* [Stated task]
Write out all of the lines below, exactly and completely.

········

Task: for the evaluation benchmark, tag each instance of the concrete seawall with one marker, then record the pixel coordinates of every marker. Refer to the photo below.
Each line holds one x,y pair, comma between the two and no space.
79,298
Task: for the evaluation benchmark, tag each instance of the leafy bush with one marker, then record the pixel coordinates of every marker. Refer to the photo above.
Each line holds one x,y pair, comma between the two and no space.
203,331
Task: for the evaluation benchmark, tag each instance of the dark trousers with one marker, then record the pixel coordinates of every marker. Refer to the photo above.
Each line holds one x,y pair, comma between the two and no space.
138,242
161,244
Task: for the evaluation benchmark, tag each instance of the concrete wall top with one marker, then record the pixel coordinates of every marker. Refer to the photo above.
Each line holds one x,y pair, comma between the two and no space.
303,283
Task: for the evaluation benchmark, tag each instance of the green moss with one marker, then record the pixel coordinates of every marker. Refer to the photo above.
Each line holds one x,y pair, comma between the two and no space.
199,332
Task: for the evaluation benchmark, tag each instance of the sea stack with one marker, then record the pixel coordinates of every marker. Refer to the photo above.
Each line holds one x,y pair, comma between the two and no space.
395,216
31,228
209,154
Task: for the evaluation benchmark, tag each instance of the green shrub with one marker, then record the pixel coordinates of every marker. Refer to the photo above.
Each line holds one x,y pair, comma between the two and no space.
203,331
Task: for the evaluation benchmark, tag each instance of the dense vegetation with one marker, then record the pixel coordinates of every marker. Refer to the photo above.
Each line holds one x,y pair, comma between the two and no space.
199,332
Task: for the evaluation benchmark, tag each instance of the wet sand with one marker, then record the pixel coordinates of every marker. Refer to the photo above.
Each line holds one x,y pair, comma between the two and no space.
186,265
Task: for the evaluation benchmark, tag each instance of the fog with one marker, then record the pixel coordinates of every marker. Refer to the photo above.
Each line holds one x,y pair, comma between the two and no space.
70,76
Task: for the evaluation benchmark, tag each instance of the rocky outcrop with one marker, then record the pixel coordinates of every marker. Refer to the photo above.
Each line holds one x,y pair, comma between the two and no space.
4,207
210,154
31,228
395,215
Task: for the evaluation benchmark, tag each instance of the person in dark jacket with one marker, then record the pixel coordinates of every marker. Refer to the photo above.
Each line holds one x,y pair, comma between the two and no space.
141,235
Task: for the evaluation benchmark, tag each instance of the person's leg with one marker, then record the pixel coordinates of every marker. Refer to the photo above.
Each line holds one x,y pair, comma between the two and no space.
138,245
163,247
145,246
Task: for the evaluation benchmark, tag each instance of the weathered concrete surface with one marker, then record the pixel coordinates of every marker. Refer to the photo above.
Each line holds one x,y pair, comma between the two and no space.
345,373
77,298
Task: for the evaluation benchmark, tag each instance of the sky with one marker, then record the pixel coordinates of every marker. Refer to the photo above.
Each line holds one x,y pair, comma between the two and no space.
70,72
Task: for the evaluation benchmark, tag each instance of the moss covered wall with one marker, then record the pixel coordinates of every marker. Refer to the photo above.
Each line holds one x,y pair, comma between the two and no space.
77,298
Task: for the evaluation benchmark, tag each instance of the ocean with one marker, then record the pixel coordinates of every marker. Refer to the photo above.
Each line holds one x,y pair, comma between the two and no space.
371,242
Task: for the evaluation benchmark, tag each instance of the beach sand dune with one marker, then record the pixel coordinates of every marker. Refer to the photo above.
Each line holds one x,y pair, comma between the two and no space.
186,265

········

* [Exercise solution]
Task: for the evaluation benchmark, tag each instance of the concrete seawall with one marker, then record the pixel coordinates of every marker. Refer to the photo below.
Each line holds one x,y pair, comma between the two and no space.
79,298
Task: for the evaluation benchmark, tag each instance of the leafy bush with one marker, then record the pixel coordinates of every marker. Refer to the photo above.
Each line holds one x,y pair, comma between the two and no space.
203,331
Task: for the evaluation benchmark, tag each instance of the dark trousers with one marker, then record the pixel coordinates of every marker. Refer to the photo above.
Each line holds one x,y pair, comma between the two and no space.
138,242
161,244
Task: for the evaluation benchmark, tag each instance of the concrete wall top with one marker, then record the pixel coordinates of every marker. Refer to the photo above.
Each line holds one x,y pair, comma between the two and no space.
303,283
Task: for the evaluation benchmark, tag each instance of the green moss with one marker, then record the pixel coordinates of every marker. Refer to the photo above.
Each line holds one x,y pair, comma between the two and no space.
199,332
Task: for the evaluation benchmark, tag each instance of the sea stack with one marker, then record the pixel coordinates of every marker. Refer to the photo above.
Each line holds one x,y pair, comma between the two and no space.
395,216
31,228
209,154
Task: for the evaluation benchmark, tag each instance of the green shrub with one marker, then record the pixel coordinates of every marker. Refer to the photo above.
Each line holds one x,y pair, comma between the two and no space.
203,331
Task: for the evaluation benchmark, tag each instance of the dense vegetation with one marker, then record the pixel coordinates of every marker. Refer to the photo above.
Each line holds one x,y pair, comma between the two and no space.
199,332
Task: for the evaluation benchmark, tag each instance of the wet sand with one marker, then record the pixel coordinates of every marker. Refer to the photo above.
Each line holds one x,y pair, comma between the two and no space.
186,265
Task: for the evaluation benchmark, tag each instance of the fog with one marker, then record the pixel coordinates of every marker. Refer to the photo above.
Each line holds one x,y pair, comma between the two and no space.
70,76
Task: for the evaluation benchmark, tag each instance of the rocky outcrop with one marker, then record the pixel coordinates of every marker. Refer to the photo above.
Each line holds one x,y pair, comma between the two and no space.
4,207
210,154
31,228
395,215
Task: for the evaluation benchmark, tag each instance of the person in dark jacket with one marker, then record the pixel coordinates of every marker. Refer to the photo above.
Each line holds one x,y pair, comma between the two and no space.
141,235
Task: for the evaluation benchmark, tag each instance of the person's leg with one marker, then record the pixel coordinates of every marker. Refer to the photo above.
Each line holds one x,y pair, comma between the two and no space.
138,245
163,247
145,246
Task: for the evaluation benchmark, tag each instance of the weathered concrete surface with one marker, then record the pixel coordinates of every marker. Refer to the photo above.
Each line holds one x,y pair, comma between the two and no space.
345,373
77,298
Task: for the evaluation benchmark, tag each instance of the sky with one marker, then record the pixel coordinates of every marker. Refer to the photo above.
Each line holds one x,y pair, comma between the two and no space.
70,72
Task: for the evaluation benchmark, tag each instance of the moss covered wall with one marker, then record the pixel coordinates of every marker. Refer to the photo above.
Each line holds one x,y pair, comma between the two and no space.
77,298
Task: for the evaluation benchmark, tag each instance of the ocean with one marker, then record the pixel coordinates of every marker. Refer to the photo above.
Each line holds one x,y pair, comma between the two and no space.
371,242
Task: for the evaluation benchmark, tag each instance of the beach sand dune with one marker, then record the pixel coordinates of every marker. Refer to the photo above.
Each line holds one x,y pair, comma between the two and no space.
186,265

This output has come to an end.